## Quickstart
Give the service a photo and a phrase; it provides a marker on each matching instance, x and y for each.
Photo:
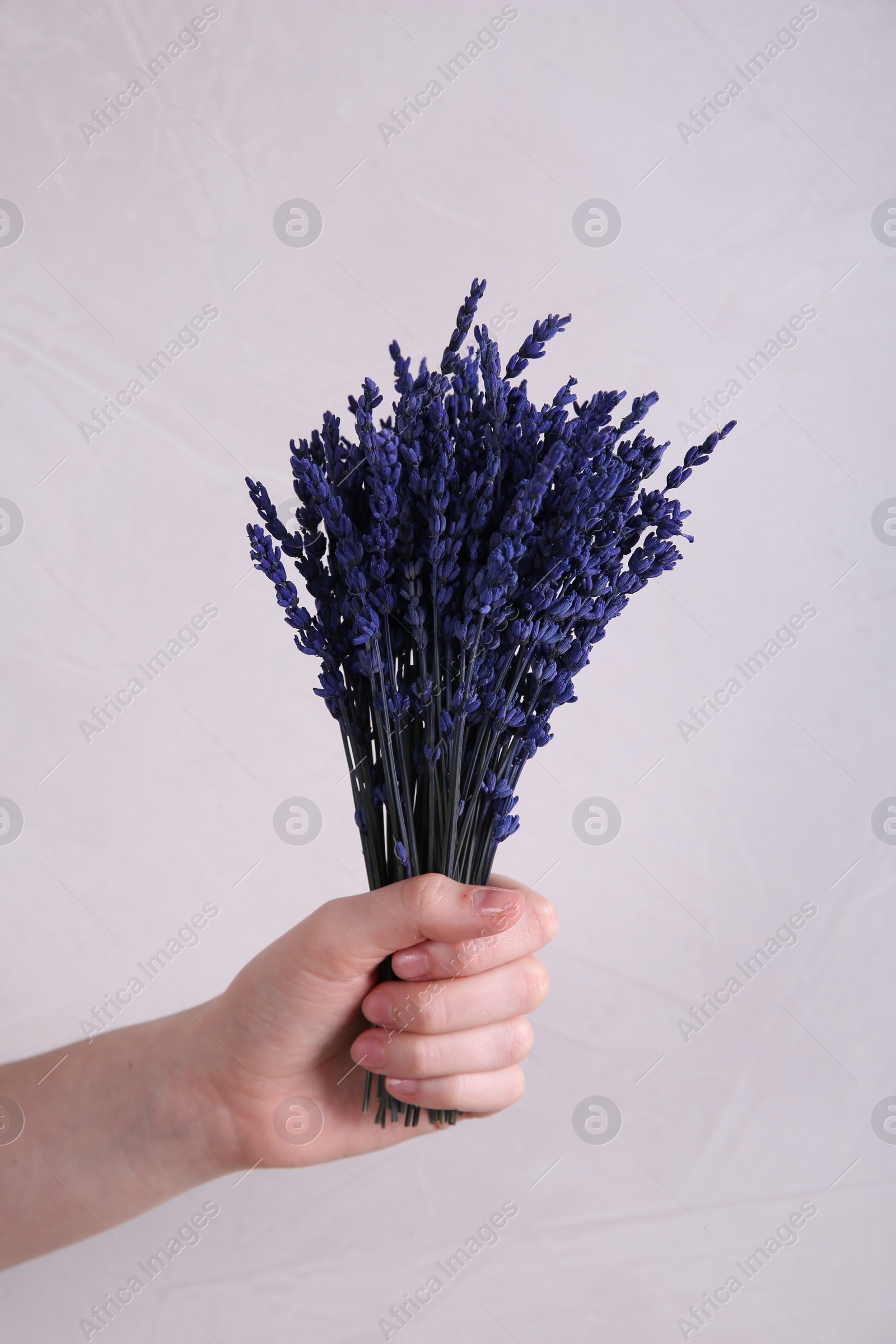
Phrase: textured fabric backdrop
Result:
(770, 203)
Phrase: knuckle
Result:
(523, 1039)
(538, 982)
(430, 1011)
(548, 918)
(426, 892)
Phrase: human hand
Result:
(143, 1113)
(448, 1034)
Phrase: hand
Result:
(449, 1034)
(137, 1116)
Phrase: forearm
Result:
(127, 1121)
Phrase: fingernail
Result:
(370, 1050)
(406, 1086)
(496, 904)
(410, 963)
(378, 1009)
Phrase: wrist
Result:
(199, 1093)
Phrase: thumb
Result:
(351, 936)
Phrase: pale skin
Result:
(137, 1116)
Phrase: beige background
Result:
(125, 538)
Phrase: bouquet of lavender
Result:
(464, 557)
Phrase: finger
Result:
(432, 960)
(474, 1052)
(457, 1005)
(354, 935)
(480, 1094)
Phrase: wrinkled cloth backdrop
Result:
(255, 213)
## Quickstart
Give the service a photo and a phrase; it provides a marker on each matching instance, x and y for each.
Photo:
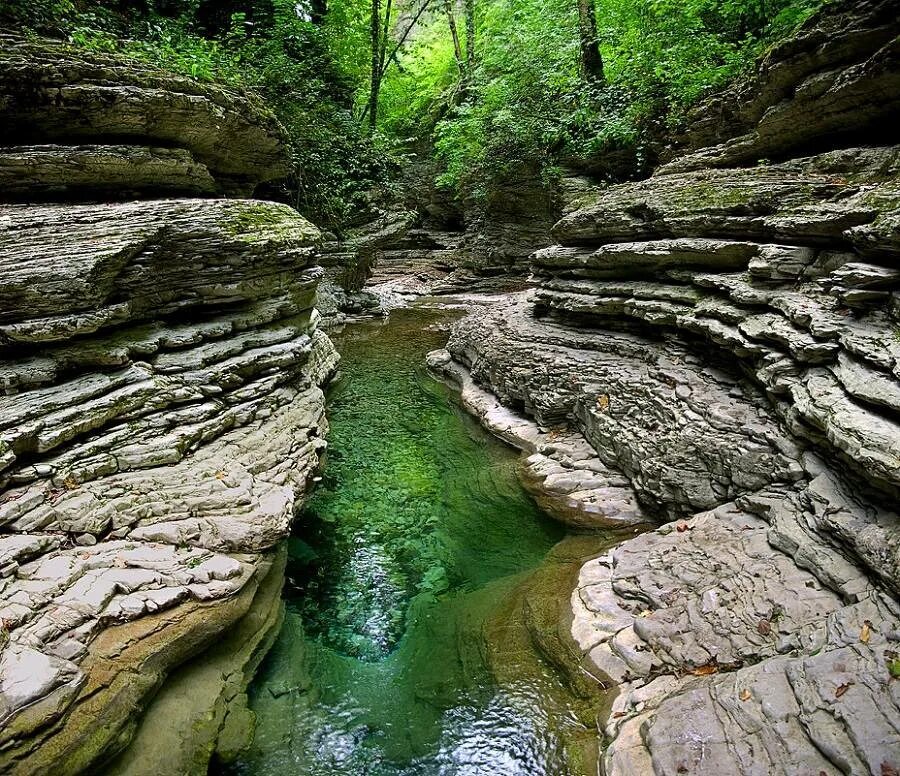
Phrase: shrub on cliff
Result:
(274, 47)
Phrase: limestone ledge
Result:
(90, 97)
(163, 412)
(41, 172)
(727, 341)
(838, 76)
(558, 466)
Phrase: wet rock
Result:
(724, 338)
(161, 372)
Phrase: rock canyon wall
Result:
(161, 373)
(717, 349)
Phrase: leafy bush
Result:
(526, 105)
(269, 46)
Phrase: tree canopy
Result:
(491, 86)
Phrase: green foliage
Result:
(526, 107)
(523, 108)
(303, 70)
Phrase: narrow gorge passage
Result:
(398, 654)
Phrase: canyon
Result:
(701, 366)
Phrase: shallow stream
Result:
(405, 647)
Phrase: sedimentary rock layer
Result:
(51, 93)
(835, 81)
(727, 340)
(161, 411)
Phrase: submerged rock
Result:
(724, 338)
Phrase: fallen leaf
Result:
(842, 689)
(866, 632)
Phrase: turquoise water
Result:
(401, 590)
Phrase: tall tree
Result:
(454, 33)
(375, 84)
(381, 59)
(470, 35)
(591, 59)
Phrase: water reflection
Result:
(399, 577)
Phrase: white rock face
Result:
(161, 405)
(724, 339)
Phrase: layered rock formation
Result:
(162, 411)
(727, 340)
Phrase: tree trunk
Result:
(375, 86)
(457, 48)
(470, 34)
(591, 60)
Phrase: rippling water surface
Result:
(398, 654)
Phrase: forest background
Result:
(481, 89)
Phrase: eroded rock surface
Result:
(161, 375)
(726, 339)
(54, 94)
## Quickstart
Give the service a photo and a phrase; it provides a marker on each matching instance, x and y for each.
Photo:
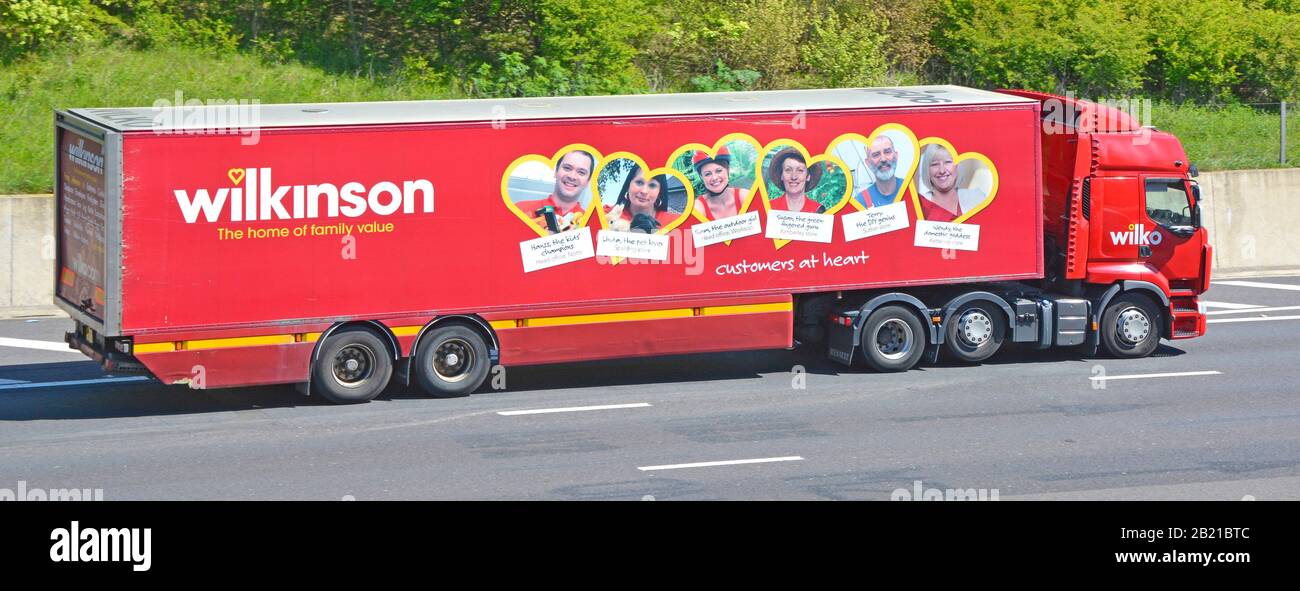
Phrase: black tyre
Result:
(451, 360)
(893, 339)
(1130, 326)
(975, 331)
(354, 366)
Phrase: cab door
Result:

--- --- ---

Your task:
Output the lines above as a numbered list with blank lines omitted, and leave the pictures out.

Exercise result:
1. ## Quickstart
2. Give the service a photo and a phrase; it provides a marker on each matching instance, x and y for each.
3. Photo:
4. Phrase: textured fabric backdrop
5. Result:
6. (770, 203)
7. Phrase: knuckle
8. Result:
9. (523, 1039)
10. (538, 982)
11. (430, 1011)
12. (548, 918)
13. (426, 892)
14. Phrase: human hand
15. Result:
16. (143, 1113)
17. (448, 1034)
18. Phrase: hand
19. Result:
20. (449, 1034)
21. (137, 1116)
22. Phrase: forearm
23. Result:
24. (127, 1121)
25. Phrase: fingernail
26. Result:
27. (370, 1050)
28. (406, 1086)
29. (496, 904)
30. (410, 963)
31. (378, 1009)
32. Phrase: wrist
33. Result:
34. (199, 1093)
35. Phrase: thumb
36. Result:
37. (351, 936)
38. Phrase: pale skin
39. Result:
40. (137, 1116)
41. Phrase: beige background
42. Result:
43. (125, 538)
44. Phrase: bouquet of lavender
45. Result:
46. (464, 557)
47. Phrase: finger
48. Result:
49. (432, 960)
50. (474, 1052)
51. (457, 1005)
52. (354, 935)
53. (480, 1094)
54. Phrase: wrinkled cloth backdrop
55. Result:
56. (255, 213)
57. ## Quickstart
58. Give the service a photo and a phrase; it provides a marker on each matching instance, x and y for each.
59. Photo:
60. Phrase: shrub on cliff
61. Result:
62. (274, 47)
63. Phrase: limestone ledge
64. Result:
65. (90, 97)
66. (163, 412)
67. (41, 172)
68. (727, 341)
69. (838, 76)
70. (558, 466)
71. Phrase: wet rock
72. Result:
73. (724, 338)
74. (161, 372)
75. Phrase: rock canyon wall
76. Result:
77. (161, 373)
78. (717, 349)
79. Phrase: leafy bush
80. Result:
81. (526, 105)
82. (269, 46)
83. Phrase: tree canopy
84. Result:
85. (491, 86)
86. Phrase: green foliage
87. Result:
88. (526, 107)
89. (523, 108)
90. (303, 70)
91. Phrase: narrow gorge passage
92. Result:
93. (398, 654)
94. Phrase: canyon
95. Result:
96. (701, 366)
97. Phrase: shallow stream
98. Result:
99. (405, 647)
100. Phrase: sedimentary rock layer
101. Result:
102. (51, 93)
103. (835, 81)
104. (727, 340)
105. (161, 411)
106. Phrase: submerged rock
107. Result:
108. (724, 338)
109. Phrase: fallen leaf
110. Result:
111. (842, 689)
112. (866, 632)
113. Phrase: turquoise water
114. Result:
115. (401, 590)
116. Phrase: tall tree
117. Result:
118. (454, 33)
119. (375, 84)
120. (381, 59)
121. (470, 35)
122. (591, 59)
123. Phrase: water reflection
124. Result:
125. (399, 577)
126. Phrase: white rock face
127. Result:
128. (161, 405)
129. (724, 339)
130. Phrase: layered rock formation
131. Result:
132. (162, 411)
133. (727, 340)
134. Phrase: tree trunk
135. Result:
136. (375, 86)
137. (457, 48)
138. (470, 34)
139. (591, 60)
140. Phrase: rippling water surface
141. Result:
142. (398, 654)
143. Phrase: forest background
144. Result:
145. (481, 89)
146. Phrase: eroded rock surface
147. Result:
148. (161, 375)
149. (726, 339)
150. (54, 94)
151. ## Quickstart
152. Give the service a photo and a phrase; it provides a marker on each matching instance, x and y for each.
153. Photo:
154. Phrase: black tyre
155. Result:
156. (451, 360)
157. (893, 339)
158. (1130, 326)
159. (975, 331)
160. (354, 366)
161. Phrase: cab door
162. Result:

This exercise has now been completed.